ELENCO ATTIVITÀ
1. Riassumi in due frasi il testo sul carnevale di Tricarico.
2. Cita alla lettera il passo del testo sul carnevale di Tricarico partendo dalle parole "Il carnevale di" e fermandoti dopo "vigile del mandriano.".

Il carnevale di Tricarico, in provincia di Matera. ha un rito singolare. Figuranti si travestono da vacche o giovenche, altri si travestono da tori. I primi hanno sostituito le pelli dei bovini con nastri multicolori, i secondi con abiti e maschere nere da quando il sindaco del paese emise una ordinanza che proibiva il pellame per motivi "igienici". Sia le giovenche che i tori sono governati da un "vaccaro". Tutta la mandria si sposta, prima dell'alba del 17 gennaio, dalla chiesa di S. Antonio Abate situata fuori del centro abitato, e si dirige verso il paese mimando continue fughe delle vacche che vengono, a loro volta, inseguite dai tori, i quali raggiunte le "fuggitive" mimano l'accoppiamento prima di ricondurle nella mandria.
Tutto si svolge sotto l'occhio vigile del mandriano.

DATI ESTRATTI
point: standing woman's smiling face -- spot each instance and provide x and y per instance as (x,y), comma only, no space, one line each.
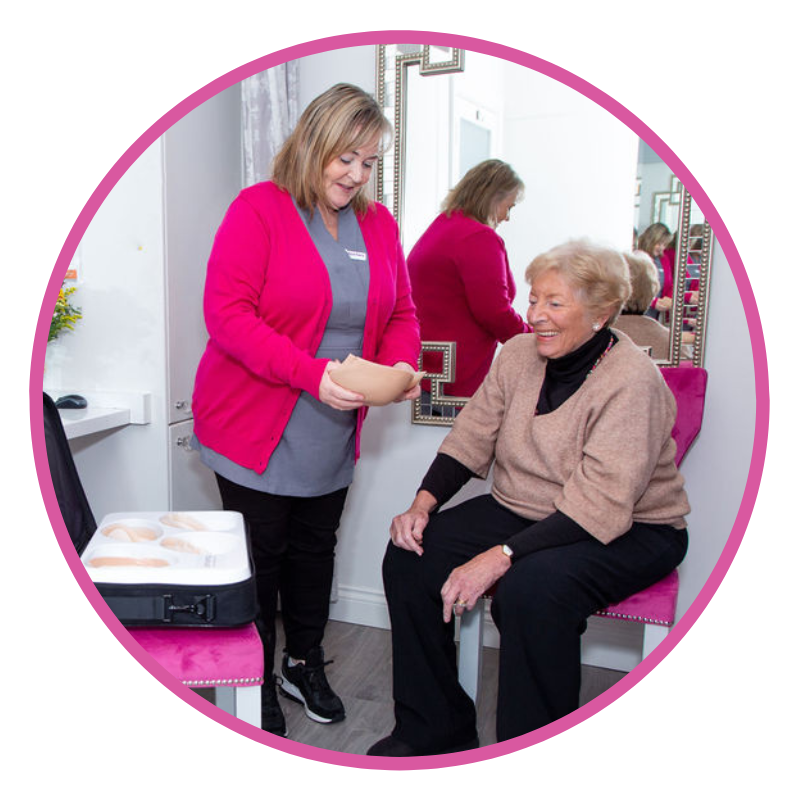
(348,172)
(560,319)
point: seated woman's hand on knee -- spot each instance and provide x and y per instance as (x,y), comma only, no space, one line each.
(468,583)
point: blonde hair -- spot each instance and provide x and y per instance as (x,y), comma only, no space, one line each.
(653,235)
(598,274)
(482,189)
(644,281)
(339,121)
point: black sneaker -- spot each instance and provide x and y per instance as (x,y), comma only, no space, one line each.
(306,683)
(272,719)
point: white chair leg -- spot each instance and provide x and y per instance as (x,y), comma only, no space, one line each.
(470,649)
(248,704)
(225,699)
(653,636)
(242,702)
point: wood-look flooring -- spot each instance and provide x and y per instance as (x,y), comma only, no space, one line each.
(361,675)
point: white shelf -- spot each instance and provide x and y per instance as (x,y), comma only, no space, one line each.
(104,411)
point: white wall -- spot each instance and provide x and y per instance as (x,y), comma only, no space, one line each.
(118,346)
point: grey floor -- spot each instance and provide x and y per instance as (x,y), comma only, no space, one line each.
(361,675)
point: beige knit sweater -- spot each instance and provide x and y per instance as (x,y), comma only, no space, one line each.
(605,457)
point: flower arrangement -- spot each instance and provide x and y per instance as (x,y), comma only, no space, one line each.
==
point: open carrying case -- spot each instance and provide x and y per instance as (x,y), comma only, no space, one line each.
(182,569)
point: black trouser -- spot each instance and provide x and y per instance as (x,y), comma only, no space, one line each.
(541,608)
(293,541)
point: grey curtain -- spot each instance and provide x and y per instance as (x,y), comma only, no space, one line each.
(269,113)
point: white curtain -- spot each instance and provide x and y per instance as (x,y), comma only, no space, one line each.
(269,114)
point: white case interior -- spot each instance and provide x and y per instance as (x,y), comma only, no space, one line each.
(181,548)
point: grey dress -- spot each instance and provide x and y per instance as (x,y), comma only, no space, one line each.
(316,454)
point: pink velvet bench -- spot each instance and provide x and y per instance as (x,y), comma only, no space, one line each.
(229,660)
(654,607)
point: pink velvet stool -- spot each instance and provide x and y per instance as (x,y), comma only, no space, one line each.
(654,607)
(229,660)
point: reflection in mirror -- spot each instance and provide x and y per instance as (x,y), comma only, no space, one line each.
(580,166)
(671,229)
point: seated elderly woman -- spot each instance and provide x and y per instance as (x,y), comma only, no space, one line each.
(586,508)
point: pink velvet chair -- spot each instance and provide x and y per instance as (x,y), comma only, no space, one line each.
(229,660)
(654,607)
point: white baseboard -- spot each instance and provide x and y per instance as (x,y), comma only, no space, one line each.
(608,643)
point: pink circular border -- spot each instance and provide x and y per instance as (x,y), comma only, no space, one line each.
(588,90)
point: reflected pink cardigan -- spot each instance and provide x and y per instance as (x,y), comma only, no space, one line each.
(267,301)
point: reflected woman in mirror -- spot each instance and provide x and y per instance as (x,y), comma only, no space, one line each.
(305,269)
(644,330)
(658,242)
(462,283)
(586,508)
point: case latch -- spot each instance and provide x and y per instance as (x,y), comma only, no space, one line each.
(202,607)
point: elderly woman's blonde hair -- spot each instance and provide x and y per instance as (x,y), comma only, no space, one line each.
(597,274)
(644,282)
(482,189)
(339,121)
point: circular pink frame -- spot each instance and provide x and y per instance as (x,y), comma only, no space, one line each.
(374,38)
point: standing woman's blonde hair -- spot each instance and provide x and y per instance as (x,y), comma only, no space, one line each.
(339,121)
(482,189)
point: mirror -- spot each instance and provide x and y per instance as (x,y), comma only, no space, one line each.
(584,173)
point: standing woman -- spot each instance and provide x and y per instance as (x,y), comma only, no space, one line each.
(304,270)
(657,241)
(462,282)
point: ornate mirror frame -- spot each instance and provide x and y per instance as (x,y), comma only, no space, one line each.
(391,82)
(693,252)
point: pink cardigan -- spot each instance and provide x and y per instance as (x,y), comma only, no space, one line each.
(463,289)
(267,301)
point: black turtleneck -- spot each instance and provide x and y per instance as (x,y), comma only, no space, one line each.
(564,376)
...
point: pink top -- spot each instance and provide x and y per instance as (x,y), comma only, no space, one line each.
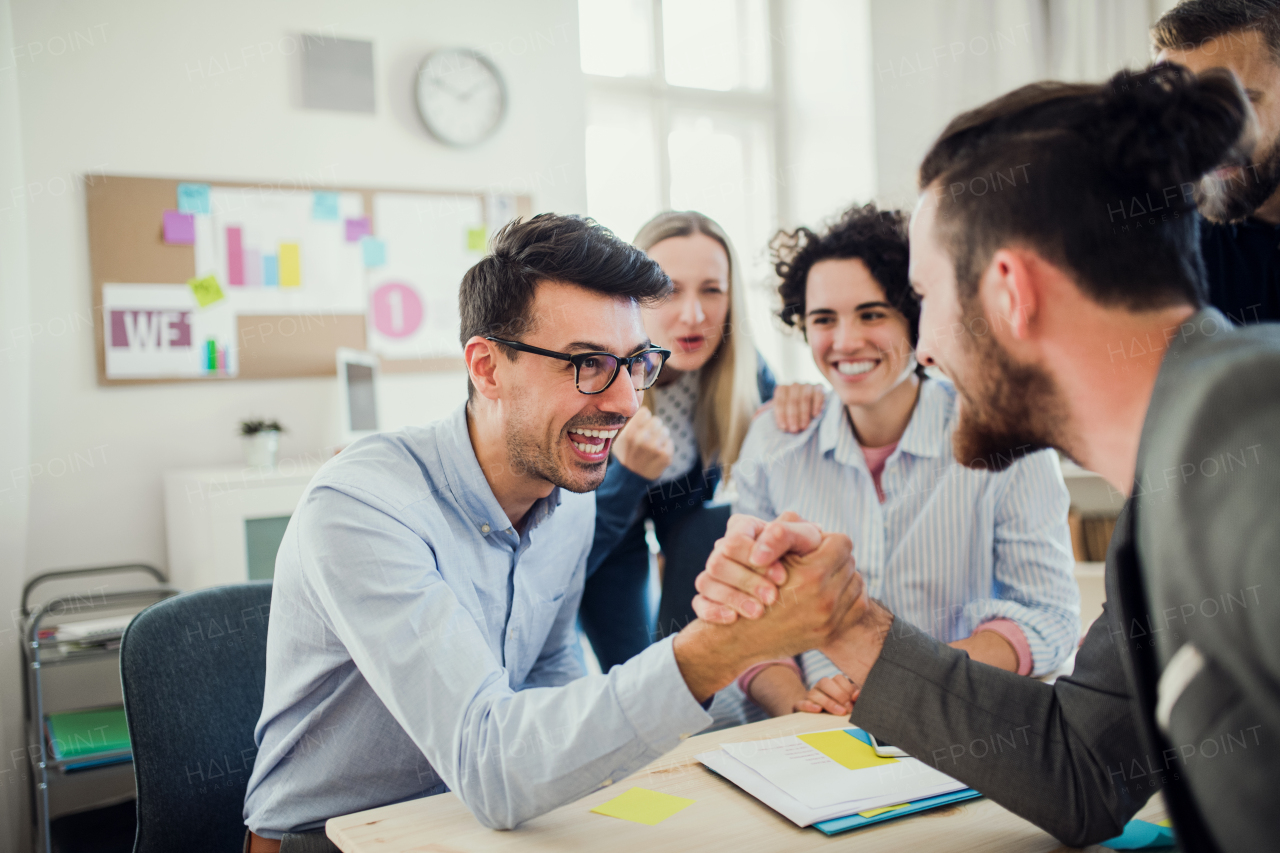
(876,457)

RISULTATI ATTESI
1. Nel carnevale di Tricarico, in provincia di Matera, alcuni figuranti si travestono da vacche o giovenche con nastri multicolori e altri da tori con abiti e maschere nere, tutti governati da un vaccaro. Prima dell'alba del 17 gennaio la mandria va dalla chiesa di S. Antonio Abate verso il paese e mima continue fughe delle vacche, inseguite dai tori che mimano l'accoppiamento prima di ricondurle nella mandria.

2.
Il carnevale di Tricarico, in provincia di Matera. ha un rito singolare. Figuranti si travestono da vacche o giovenche, altri si travestono da tori. I primi hanno sostituito le pelli dei bovini con nastri multicolori, i secondi con abiti e maschere nere da quando il sindaco del paese emise una ordinanza che proibiva il pellame per motivi "igienici". Sia le giovenche che i tori sono governati da un "vaccaro". Tutta la mandria si sposta, prima dell'alba del 17 gennaio, dalla chiesa di S. Antonio Abate situata fuori del centro abitato, e si dirige verso il paese mimando continue fughe delle vacche che vengono, a loro volta, inseguite dai tori, i quali raggiunte le "fuggitive" mimano l'accoppiamento prima di ricondurle nella mandria.
Tutto si svolge sotto l'occhio vigile del mandriano.